What to do → Write the entries below out again in full. Match every character.

------------------------

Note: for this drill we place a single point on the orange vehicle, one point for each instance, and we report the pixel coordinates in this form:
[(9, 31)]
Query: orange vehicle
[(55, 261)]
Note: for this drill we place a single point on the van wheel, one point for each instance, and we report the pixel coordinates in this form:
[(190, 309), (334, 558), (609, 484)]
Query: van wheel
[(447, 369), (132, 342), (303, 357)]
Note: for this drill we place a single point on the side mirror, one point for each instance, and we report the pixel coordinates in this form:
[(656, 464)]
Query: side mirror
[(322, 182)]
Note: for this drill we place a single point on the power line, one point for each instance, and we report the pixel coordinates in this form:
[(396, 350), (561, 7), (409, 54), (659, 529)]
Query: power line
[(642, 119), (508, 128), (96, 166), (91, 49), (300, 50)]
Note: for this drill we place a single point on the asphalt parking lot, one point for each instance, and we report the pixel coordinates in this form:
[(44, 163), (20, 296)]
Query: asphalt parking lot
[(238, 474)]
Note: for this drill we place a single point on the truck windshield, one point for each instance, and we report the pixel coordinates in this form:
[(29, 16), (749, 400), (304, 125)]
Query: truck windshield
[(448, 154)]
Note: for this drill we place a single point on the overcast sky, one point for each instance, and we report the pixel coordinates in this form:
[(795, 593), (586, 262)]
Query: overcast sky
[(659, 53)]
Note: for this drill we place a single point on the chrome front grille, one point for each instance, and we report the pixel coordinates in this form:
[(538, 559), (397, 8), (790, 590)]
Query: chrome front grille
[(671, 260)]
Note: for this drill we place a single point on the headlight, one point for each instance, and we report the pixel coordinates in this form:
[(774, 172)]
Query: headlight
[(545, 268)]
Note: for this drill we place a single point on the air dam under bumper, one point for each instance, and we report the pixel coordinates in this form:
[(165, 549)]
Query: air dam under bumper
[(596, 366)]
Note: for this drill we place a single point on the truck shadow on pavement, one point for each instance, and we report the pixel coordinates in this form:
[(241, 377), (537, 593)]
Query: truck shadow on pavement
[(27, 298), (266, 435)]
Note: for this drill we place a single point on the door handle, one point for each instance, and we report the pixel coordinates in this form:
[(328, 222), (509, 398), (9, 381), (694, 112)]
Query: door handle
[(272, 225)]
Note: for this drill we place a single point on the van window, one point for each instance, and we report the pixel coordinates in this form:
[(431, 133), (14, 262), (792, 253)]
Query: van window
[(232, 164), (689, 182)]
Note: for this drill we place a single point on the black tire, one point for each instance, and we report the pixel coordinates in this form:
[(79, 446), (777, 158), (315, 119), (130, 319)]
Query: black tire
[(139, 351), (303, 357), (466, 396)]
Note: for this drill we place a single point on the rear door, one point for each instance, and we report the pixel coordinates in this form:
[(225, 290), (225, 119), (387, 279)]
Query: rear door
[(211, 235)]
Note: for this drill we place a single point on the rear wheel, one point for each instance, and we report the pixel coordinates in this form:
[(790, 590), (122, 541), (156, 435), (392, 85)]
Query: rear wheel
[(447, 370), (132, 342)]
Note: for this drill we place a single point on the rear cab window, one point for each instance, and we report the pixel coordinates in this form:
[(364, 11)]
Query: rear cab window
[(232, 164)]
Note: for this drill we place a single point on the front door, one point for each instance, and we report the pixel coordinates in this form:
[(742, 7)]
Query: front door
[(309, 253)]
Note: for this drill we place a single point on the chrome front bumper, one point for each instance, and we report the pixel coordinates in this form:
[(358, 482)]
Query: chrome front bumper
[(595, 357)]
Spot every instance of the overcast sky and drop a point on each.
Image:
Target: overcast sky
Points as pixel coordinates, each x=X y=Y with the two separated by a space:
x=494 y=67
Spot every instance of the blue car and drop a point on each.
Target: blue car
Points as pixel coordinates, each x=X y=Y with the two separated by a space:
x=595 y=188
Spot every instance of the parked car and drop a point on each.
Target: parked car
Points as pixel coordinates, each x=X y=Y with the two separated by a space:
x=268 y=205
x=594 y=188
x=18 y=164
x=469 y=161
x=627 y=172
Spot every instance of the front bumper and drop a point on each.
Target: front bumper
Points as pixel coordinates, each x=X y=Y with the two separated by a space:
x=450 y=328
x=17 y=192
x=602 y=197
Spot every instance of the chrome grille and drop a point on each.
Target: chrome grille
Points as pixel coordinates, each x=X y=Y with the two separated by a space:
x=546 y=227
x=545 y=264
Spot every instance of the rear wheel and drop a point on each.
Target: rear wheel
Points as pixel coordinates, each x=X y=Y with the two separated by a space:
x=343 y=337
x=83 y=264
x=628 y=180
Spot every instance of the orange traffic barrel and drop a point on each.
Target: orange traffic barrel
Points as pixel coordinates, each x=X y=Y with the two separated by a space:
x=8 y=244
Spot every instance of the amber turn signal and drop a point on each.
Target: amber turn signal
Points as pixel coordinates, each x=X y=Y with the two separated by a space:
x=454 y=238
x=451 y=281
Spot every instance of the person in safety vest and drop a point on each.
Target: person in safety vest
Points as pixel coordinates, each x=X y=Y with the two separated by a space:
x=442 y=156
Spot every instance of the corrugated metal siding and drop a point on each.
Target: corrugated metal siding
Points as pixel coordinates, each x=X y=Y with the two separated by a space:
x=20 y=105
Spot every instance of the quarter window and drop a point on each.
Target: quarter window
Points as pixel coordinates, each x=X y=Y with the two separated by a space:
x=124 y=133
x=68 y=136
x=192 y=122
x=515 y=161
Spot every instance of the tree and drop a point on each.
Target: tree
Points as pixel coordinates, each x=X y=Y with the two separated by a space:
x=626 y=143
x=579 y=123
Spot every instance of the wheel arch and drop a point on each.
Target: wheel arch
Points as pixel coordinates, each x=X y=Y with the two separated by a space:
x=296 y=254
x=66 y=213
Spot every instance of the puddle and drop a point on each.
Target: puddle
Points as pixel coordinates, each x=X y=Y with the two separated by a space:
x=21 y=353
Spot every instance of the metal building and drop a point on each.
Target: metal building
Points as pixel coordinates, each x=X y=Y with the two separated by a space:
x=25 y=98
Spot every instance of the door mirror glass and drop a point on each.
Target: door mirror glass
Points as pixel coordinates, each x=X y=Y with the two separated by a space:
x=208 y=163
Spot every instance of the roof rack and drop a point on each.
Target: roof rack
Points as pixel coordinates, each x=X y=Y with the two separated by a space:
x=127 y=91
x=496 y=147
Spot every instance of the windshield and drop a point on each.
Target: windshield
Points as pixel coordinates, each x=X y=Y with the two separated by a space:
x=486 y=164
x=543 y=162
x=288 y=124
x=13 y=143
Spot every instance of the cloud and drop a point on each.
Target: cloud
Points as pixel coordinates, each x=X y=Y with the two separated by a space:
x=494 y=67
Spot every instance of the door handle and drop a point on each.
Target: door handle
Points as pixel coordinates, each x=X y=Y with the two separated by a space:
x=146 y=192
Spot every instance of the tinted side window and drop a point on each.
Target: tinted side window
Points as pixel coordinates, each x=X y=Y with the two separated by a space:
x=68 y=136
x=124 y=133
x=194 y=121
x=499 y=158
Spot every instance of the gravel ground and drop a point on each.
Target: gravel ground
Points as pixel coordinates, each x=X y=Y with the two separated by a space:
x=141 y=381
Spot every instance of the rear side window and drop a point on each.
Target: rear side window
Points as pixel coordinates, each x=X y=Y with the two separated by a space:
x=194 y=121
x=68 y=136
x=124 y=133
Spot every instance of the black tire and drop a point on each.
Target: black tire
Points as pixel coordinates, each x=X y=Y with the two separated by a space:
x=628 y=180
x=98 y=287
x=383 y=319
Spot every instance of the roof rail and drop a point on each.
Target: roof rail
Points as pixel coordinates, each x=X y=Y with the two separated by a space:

------------------------

Answer for the task →
Note: for this drill we place a single point on the orange vehicle, one point for each instance, and we report the pixel coordinates in this form:
[(9, 31)]
Query: orange vehicle
[(55, 261)]
Note: for this drill we place a single point on the van wheel, one point for each instance, and we report the pixel coordinates in this form:
[(190, 309), (334, 558), (609, 484)]
Query: van wheel
[(447, 369), (132, 342), (303, 357)]
Note: for this drill we place a single point on the side mirror, one point for each instance, and we report the pixel coordinates in this form:
[(656, 464)]
Query: side mirror
[(322, 182)]
Note: for this drill we place a single point on the power line, one point for each instance, and we report the pixel coordinates in this form:
[(396, 350), (561, 7), (409, 54), (659, 529)]
Query: power line
[(642, 119), (508, 128), (96, 166), (91, 49), (300, 50)]
Note: for this drill we place a single point on the asphalt parking lot, one point for each instance, and we report the pixel coordinates in this form:
[(44, 163), (20, 296)]
Query: asphalt parking lot
[(238, 474)]
Note: for this drill we place a single point on the truck windshield, one point for each instance, and we report the pixel coordinates in this form:
[(29, 16), (749, 400), (304, 125)]
Query: truck windshield
[(448, 154)]
Note: for this drill we place a single point on the overcast sky, one point for each instance, and we report the pixel coordinates in this form:
[(795, 593), (586, 262)]
Query: overcast sky
[(659, 53)]
Note: for this drill we place a single point on the chrome front grille, one point for each instance, and we report the pixel coordinates in this form:
[(538, 559), (397, 8), (790, 590)]
Query: chrome front grille
[(671, 260)]
Note: for this drill we place a single point on the headlight, one point for each instance, and we report the pixel coordinates in this form:
[(774, 172)]
Query: headlight
[(545, 268)]
Note: for this drill we place a single point on the air dam under bumper, one point for each instance, and we report the pixel coordinates in this form:
[(165, 549)]
Query: air dam under bumper
[(596, 366)]
Note: for this drill we place a single point on the truck shadow on pavement, one point for each instance, and we report the pixel coordinates in this form:
[(241, 377), (537, 593)]
Query: truck shadow on pavement
[(27, 298), (266, 435)]
Note: for this drill we place a single point on the door handle, one point for each instance, and we report the pixel coordinates in this form:
[(328, 222), (509, 398), (9, 381), (694, 112)]
Query: door handle
[(272, 225)]
Note: for this drill we place a single point on the van window, one point for each instance, and we report the pixel coordinates in this form:
[(431, 133), (14, 262), (792, 253)]
Query: van window
[(232, 164), (689, 182)]
Note: for this drill we place a single point on the black tire, one point for each instance, and we report the pixel coordinates in this form:
[(79, 446), (777, 158), (315, 119), (130, 319)]
Query: black tire
[(139, 351), (303, 357), (466, 396)]
Note: for this drill we place a single point on the rear door, one point for each instance, and we report the pixel coordinates in this form:
[(225, 290), (225, 119), (387, 279)]
Query: rear door
[(211, 235)]
Note: for this drill we place a single point on the rear wheel, one point for each instance, and we report the pixel coordinates in this form:
[(790, 590), (122, 541), (156, 435), (392, 85)]
Query: rear wheel
[(447, 370), (132, 342)]
Note: for this drill we place a single point on the rear cab window, one point for each instance, and we report the pixel coordinates in this form:
[(364, 11)]
Query: rear cab window
[(232, 164)]
Note: for this drill we place a single point on the front door, one point for each instance, and we report the pixel coordinates in this form:
[(742, 7)]
Query: front door
[(309, 253)]
Note: for this drill we place a single point on the chrome front bumper, one point for each instance, and we report the pixel coordinates in this form:
[(358, 482)]
Query: chrome front bumper
[(595, 357)]
Spot every instance of the overcast sky and drop a point on each.
Image:
Target: overcast sky
Points as pixel coordinates, each x=X y=Y with the two separated by a space:
x=494 y=67
Spot every instance of the blue car and drop a point on each.
Target: blue car
Points as pixel coordinates, each x=X y=Y with the two separated by a space:
x=595 y=188
Spot every instance of the parked car and drop a point on each.
Target: parked car
Points as pixel coordinates, each x=X y=Y with the two separated by a space:
x=268 y=205
x=594 y=188
x=18 y=164
x=469 y=161
x=627 y=172
Spot every instance of the front bumper and drop a point on each.
Target: front bumper
Points as pixel coordinates, each x=X y=Y with the two separated by a space:
x=450 y=328
x=17 y=192
x=602 y=197
Spot every instance of the chrome grille and drop a point on each.
Target: chrome grille
Points as pixel coordinates, each x=X y=Y with the two separated by a space:
x=546 y=227
x=545 y=264
Spot every instance of the rear wheel and drop a point on each.
Target: rear wheel
Points as pixel coordinates, each x=X y=Y with the two separated by a space:
x=343 y=337
x=83 y=264
x=628 y=180
Spot every instance of the orange traffic barrel and drop a point on each.
Target: orange traffic barrel
Points as pixel coordinates, each x=X y=Y with the two separated by a space:
x=8 y=244
Spot every instance of the amber turn signal and drop a point on each.
Target: amber turn signal
Points as pixel coordinates, each x=X y=Y with the two separated by a space:
x=454 y=238
x=451 y=281
Spot every instance of the person in safety vest and drop a point on each.
Target: person in safety vest
Points as pixel coordinates, each x=X y=Y with the two separated by a space:
x=442 y=156
Spot every instance of the corrugated metal siding and drop a point on each.
Target: corrugated metal siding
Points as pixel coordinates, each x=X y=Y with the two separated by a space:
x=20 y=105
Spot every instance of the quarter window and drop a point on each.
Target: quarter window
Points as pixel coordinates, each x=X y=Y with the two separated by a space:
x=124 y=133
x=68 y=136
x=192 y=122
x=515 y=161
Spot every instance of the tree and drop a point on each.
Target: tree
Points as pixel coordinates, each x=X y=Y with the two separated by a space:
x=626 y=143
x=579 y=123
Spot every instance of the wheel arch and drop a point on each.
Target: wheel arch
Points as pixel coordinates, each x=X y=Y with the two separated by a space:
x=296 y=254
x=66 y=213
Spot every instance of the puddle and drop a point on each.
Target: puddle
Points as pixel coordinates, each x=X y=Y with the two separated by a space:
x=21 y=353
Spot every instance of the metal building and drop a point on each.
Target: metal building
Points as pixel coordinates, each x=X y=Y with the two separated by a space:
x=25 y=98
Spot every instance of the door mirror glass and drop a point on each.
Target: door mirror glass
Points as pixel coordinates, each x=X y=Y with the two separated by a space:
x=208 y=163
Spot every instance of the roof rack and drop a point on each.
Target: roof rack
Points as pixel coordinates, each x=X y=Y with the two separated by a space:
x=127 y=91
x=496 y=147
Spot every instance of the windshield and drop a point on each.
Target: windshield
Points as pixel coordinates, each x=X y=Y with the two separated by a space:
x=486 y=164
x=543 y=162
x=288 y=124
x=13 y=143
Spot every instance of the cloud and drop a point on each.
Target: cloud
Points as pixel coordinates, each x=X y=Y with the two separated by a space:
x=494 y=67
Spot every instance of the door handle and drop a point on each.
Target: door handle
Points as pixel coordinates, each x=X y=Y with the two separated by a space:
x=146 y=192
Spot every instance of the tinted side window and drop a point on each.
Target: tinted side window
Points as pixel coordinates, each x=X y=Y with the two separated by a space:
x=68 y=136
x=124 y=133
x=194 y=121
x=499 y=158
Spot every instance of the gravel ground and drop a point on each.
Target: gravel ground
Points as pixel coordinates, each x=X y=Y with the two separated by a space:
x=141 y=381
Spot every instance of the rear side window and drop a point on each.
Target: rear side window
Points as pixel coordinates, each x=X y=Y with the two separated by a space:
x=194 y=121
x=68 y=136
x=124 y=133
Spot every instance of the black tire and drop a point on each.
Target: black tire
Points as pixel coordinates, each x=X y=Y with the two separated by a space:
x=628 y=180
x=98 y=287
x=383 y=319
Spot every instance of the roof rail and drop a point on each.
Target: roof rail
Points as pixel coordinates, each x=X y=Y with the two separated by a space:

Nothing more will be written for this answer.